--- Information given Enclosed Below ---

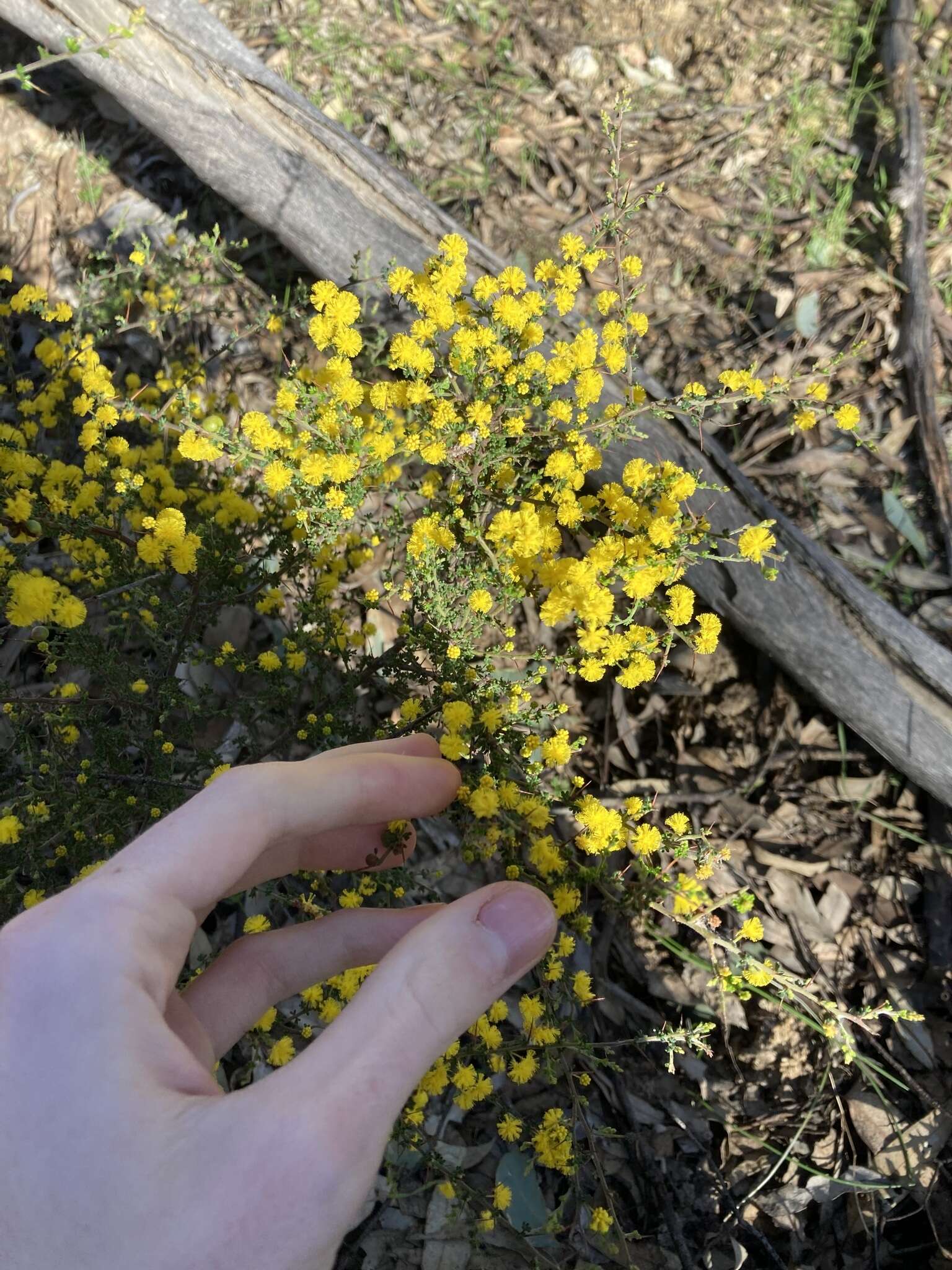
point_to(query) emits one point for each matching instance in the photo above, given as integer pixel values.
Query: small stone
(582, 64)
(662, 69)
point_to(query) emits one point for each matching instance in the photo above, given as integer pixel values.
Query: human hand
(117, 1145)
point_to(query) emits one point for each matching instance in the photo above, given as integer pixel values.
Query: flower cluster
(350, 557)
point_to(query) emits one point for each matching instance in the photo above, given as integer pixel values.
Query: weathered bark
(257, 143)
(915, 334)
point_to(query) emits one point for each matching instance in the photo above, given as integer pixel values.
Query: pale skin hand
(117, 1146)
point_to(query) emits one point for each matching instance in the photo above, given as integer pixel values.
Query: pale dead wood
(915, 331)
(260, 145)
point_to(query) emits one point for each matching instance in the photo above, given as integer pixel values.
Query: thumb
(426, 992)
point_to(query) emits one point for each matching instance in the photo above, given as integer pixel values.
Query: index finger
(257, 822)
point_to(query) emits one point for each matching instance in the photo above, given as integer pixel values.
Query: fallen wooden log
(260, 145)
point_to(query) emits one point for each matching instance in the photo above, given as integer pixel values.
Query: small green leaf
(902, 521)
(527, 1212)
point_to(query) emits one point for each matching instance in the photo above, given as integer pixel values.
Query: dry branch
(244, 131)
(915, 333)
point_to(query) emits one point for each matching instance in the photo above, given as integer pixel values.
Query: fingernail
(523, 920)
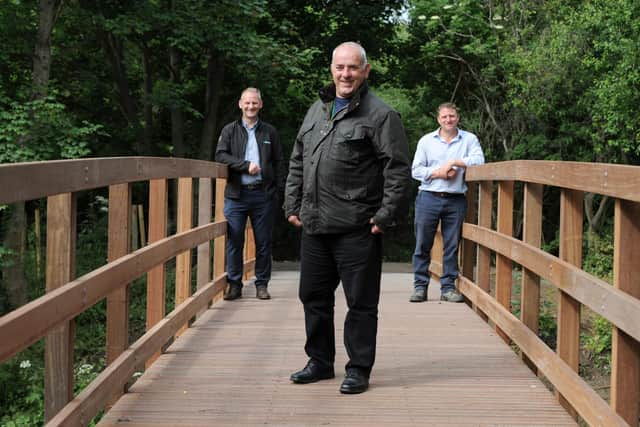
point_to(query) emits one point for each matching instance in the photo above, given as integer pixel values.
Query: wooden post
(531, 234)
(183, 260)
(568, 307)
(156, 277)
(504, 268)
(60, 269)
(38, 244)
(625, 353)
(119, 240)
(485, 209)
(141, 226)
(135, 234)
(468, 247)
(204, 217)
(219, 242)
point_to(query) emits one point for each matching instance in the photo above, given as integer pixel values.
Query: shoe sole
(353, 390)
(313, 380)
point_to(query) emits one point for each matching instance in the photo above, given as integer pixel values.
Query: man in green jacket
(349, 177)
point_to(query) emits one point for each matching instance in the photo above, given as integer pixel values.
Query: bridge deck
(437, 364)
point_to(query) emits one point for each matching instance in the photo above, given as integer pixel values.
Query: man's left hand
(374, 228)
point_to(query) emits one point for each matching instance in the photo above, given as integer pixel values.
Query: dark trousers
(449, 212)
(258, 206)
(355, 258)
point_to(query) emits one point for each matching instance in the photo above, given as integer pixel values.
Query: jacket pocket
(351, 145)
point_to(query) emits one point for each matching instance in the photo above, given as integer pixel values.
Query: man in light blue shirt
(439, 164)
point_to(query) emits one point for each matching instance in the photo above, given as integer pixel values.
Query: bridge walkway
(437, 364)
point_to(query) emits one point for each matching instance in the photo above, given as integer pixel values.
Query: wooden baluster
(504, 268)
(485, 209)
(219, 242)
(60, 269)
(183, 260)
(568, 307)
(156, 277)
(119, 240)
(531, 234)
(204, 250)
(468, 252)
(625, 353)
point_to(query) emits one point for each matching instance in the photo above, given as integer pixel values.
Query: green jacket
(349, 169)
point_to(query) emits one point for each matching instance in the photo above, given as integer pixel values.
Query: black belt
(442, 194)
(254, 186)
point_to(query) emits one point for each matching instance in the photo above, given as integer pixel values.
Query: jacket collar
(328, 94)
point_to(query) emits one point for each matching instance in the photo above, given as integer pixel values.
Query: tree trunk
(177, 120)
(147, 133)
(215, 79)
(49, 11)
(15, 238)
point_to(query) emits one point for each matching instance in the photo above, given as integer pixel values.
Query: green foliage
(596, 343)
(41, 130)
(598, 255)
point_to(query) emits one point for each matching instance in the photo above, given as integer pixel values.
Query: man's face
(250, 104)
(347, 71)
(448, 119)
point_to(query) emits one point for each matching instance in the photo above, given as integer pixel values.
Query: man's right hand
(254, 168)
(295, 221)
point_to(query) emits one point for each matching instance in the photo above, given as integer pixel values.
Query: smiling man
(439, 164)
(348, 181)
(251, 149)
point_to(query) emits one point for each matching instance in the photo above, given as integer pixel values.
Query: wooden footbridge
(211, 362)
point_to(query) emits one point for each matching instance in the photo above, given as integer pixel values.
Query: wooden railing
(52, 315)
(619, 304)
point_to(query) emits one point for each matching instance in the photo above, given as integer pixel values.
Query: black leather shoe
(354, 382)
(233, 292)
(312, 373)
(262, 293)
(419, 295)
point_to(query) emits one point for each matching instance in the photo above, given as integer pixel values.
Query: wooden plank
(588, 404)
(468, 252)
(60, 269)
(504, 268)
(94, 397)
(619, 181)
(156, 277)
(625, 353)
(29, 323)
(34, 180)
(203, 274)
(568, 307)
(183, 260)
(609, 302)
(532, 235)
(219, 243)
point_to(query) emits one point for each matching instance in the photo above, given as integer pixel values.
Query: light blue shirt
(251, 154)
(433, 151)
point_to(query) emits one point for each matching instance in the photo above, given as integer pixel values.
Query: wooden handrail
(619, 304)
(34, 180)
(52, 314)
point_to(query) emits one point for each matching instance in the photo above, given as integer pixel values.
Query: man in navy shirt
(251, 149)
(439, 164)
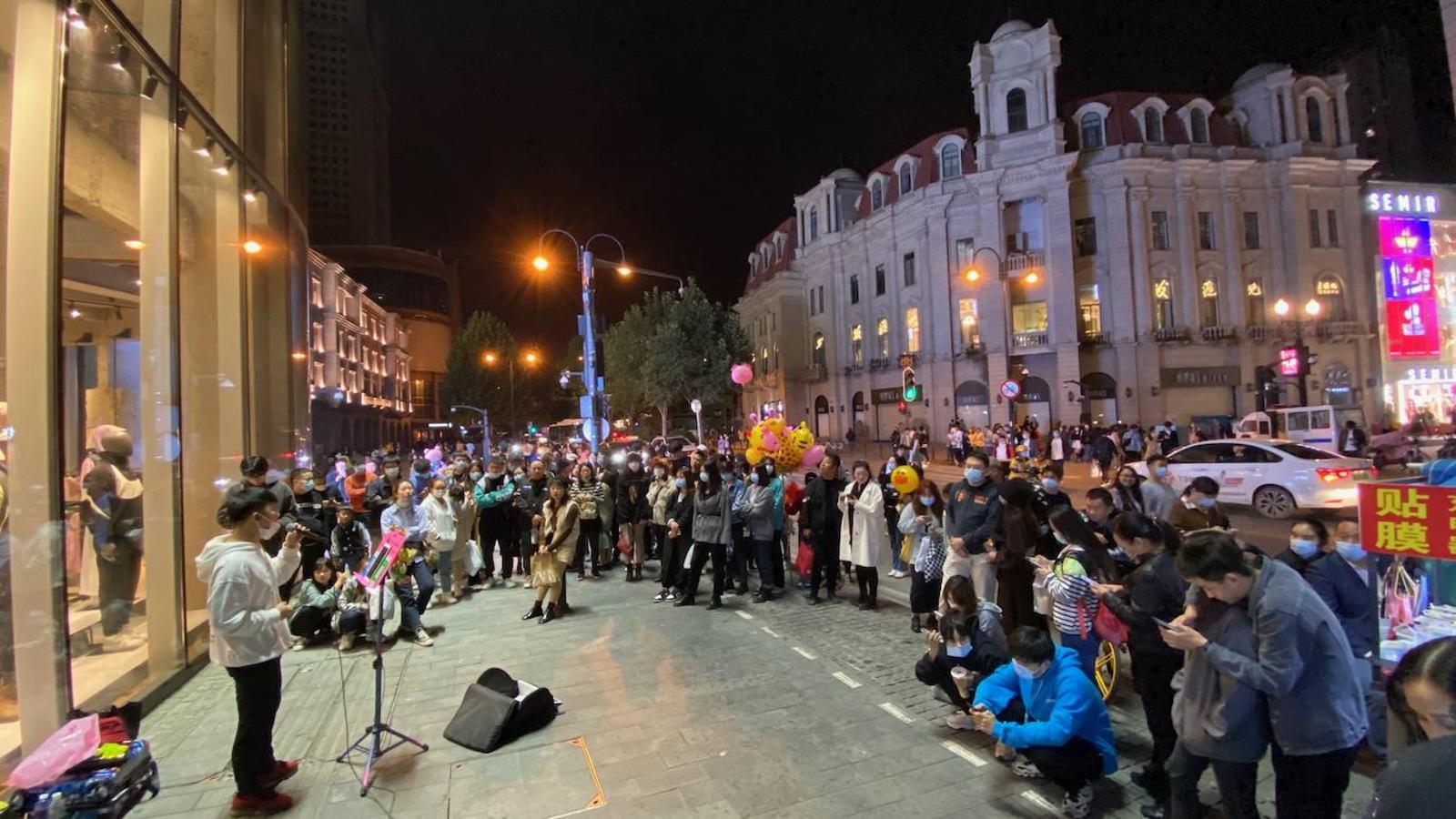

--- End of Enclosed Information given ---

[Task goal]
Without including any picture, restate every entry above exactly.

[Your solution]
point_to(query) emits one point for each matching instance in the photo above, given as integer pixel values.
Query: small stone
(582, 64)
(662, 69)
point_to(query) emits one point for each matching instance in the photo above, given as integer pixel values.
Query: human hand
(117, 1145)
point_to(query) emits one point for each matching instance in the photo above, given as integer pixel values.
Query: flower cluster
(350, 557)
point_to(query) emits one point for each matching instance in the photo above, given as integer pixel values.
Query: weathered bark
(257, 143)
(915, 334)
point_to(query) emits one point for each matching instance in the photo above, given as integer pixel values.
Query: pale skin hand
(117, 1146)
point_to(query) emits one point for each matching instance in the photo above, given as integer pixel values.
Query: pale dead wood
(915, 331)
(260, 145)
point_to(query) emits one point for each matching instance in the photo above, given as integer pixel values.
Query: thumb
(426, 992)
point_to(query) emits one point for each matching instance in the photo above, given as integer pixel values.
Query: index finger
(257, 822)
point_to(query) emits one point for each matching instance in the photo above, given as integer pixel values.
Query: fallen wooden log
(260, 145)
point_to(query) emits one point for each matching instance in the photo above, given as integer pixel values.
Query: small green leaf
(902, 521)
(527, 1212)
point_to(query) emits one point for each matching instance in the photo above, given as integer pixel values.
Query: dry branch
(244, 131)
(915, 333)
point_to(query) emits one point for each matching instance in the photo above, given as integer pixel values.
Query: fingernail
(523, 920)
point_to(query) emits one point for each matching instance in the photo above, given as integer pixel values.
Query: wooden post
(531, 234)
(183, 260)
(568, 307)
(156, 277)
(504, 268)
(60, 269)
(38, 244)
(625, 353)
(119, 240)
(485, 209)
(141, 226)
(135, 234)
(468, 247)
(204, 217)
(219, 242)
point_to(query) emits one point for each matching instance in the photo above, given as integer pixel values.
Query: shoe sole
(353, 390)
(313, 380)
point_to(query) emits one point for each matching instance in the photo above, given as integer pixel values.
Query: man in green jacket
(349, 177)
point_to(query) emits one point for each matching instance in the photo above, given as integer pixel values.
Query: bridge deck
(437, 364)
point_to(query) emits one point for each matching instance in the photo above, given as integer pixel values.
Query: man's left hand
(374, 228)
point_to(query) emits one point for each matching instance in the photo above, given as integer pixel values.
Query: dark trousers
(449, 212)
(258, 206)
(355, 258)
point_to(query) emits one point for each matching instance in the photo above, given as integer pixel values.
Query: jacket pocket
(351, 145)
point_to(query) emits one point for each matching instance in the photo above, given as integer pixel values.
Query: man in light blue shirt
(439, 164)
point_to(query) emits one point for each matching instance in the photo above, given as integer pixel values.
Query: bridge walkway
(437, 364)
point_to(query) emits one point for each matching instance in the photo above, given as integer pixel values.
Query: wooden baluster
(504, 268)
(485, 209)
(219, 242)
(60, 269)
(183, 260)
(568, 307)
(156, 277)
(119, 240)
(531, 234)
(204, 250)
(468, 252)
(625, 353)
point_to(query) emits one point for each matching instance in the photo above, given as integer pixel values.
Query: green jacket
(349, 169)
point_to(query) emits one point for each matching instance in the photo above, given as integer pixel values.
Query: black belt
(442, 194)
(254, 186)
point_to(query) emits one point for each matching instance in the photo above, given as integer pixel values.
Query: jacket collar
(328, 94)
point_to(query) emits one point for each matching instance in the photo above, given as integer pixel values.
Query: tree trunk
(177, 120)
(147, 133)
(215, 79)
(49, 11)
(15, 238)
point_to(query) emits one point for each matching instance in the photo above, given as integer pixel values.
Query: green foliage
(596, 343)
(41, 130)
(598, 255)
point_to(query) emits one point for each matching instance in the photo above, given as integer pixel values.
Query: man's face
(250, 104)
(347, 71)
(448, 119)
point_to(query) emits one point for each matching instance in the photo above, given as integer pixel values.
Query: man's right hand
(254, 168)
(295, 221)
point_to(query) emits one point for each matching instance in the photo above, given as integer pixel values.
Query: smiling man
(439, 164)
(348, 181)
(251, 149)
point_to(query) emits one point for each matching instance in the photo above, given as integer pixel values.
Query: wooden footbridge
(211, 362)
point_to(query) emits one point for each matching instance in the photo above, given as integer pixel values.
Query: wooden railing
(52, 315)
(619, 304)
point_to(query) emits one point for each matching instance in the photo above, given as integer pixel values.
Query: black leather shoe
(354, 382)
(233, 292)
(312, 373)
(262, 293)
(419, 295)
point_to(query) emits one point for each matching instance in the photo above, given as integer pixel values.
Query: wooden plank
(588, 404)
(468, 252)
(60, 269)
(504, 268)
(94, 397)
(619, 181)
(156, 277)
(625, 353)
(29, 323)
(34, 180)
(203, 274)
(568, 307)
(183, 260)
(609, 302)
(532, 235)
(219, 243)
point_to(query) emits one point for each matching instance in the photo above, given as integer pixel values.
Query: light blue shirt
(251, 154)
(433, 151)
point_to(query) emits one point for each matching instance in the photo above, given as integer pixel values.
Query: wooden handrail
(619, 304)
(34, 180)
(52, 314)
point_to(query) emits one point for each matching instance in the photo above, given as integer pixel values.
Query: man in navy shirt
(251, 149)
(439, 164)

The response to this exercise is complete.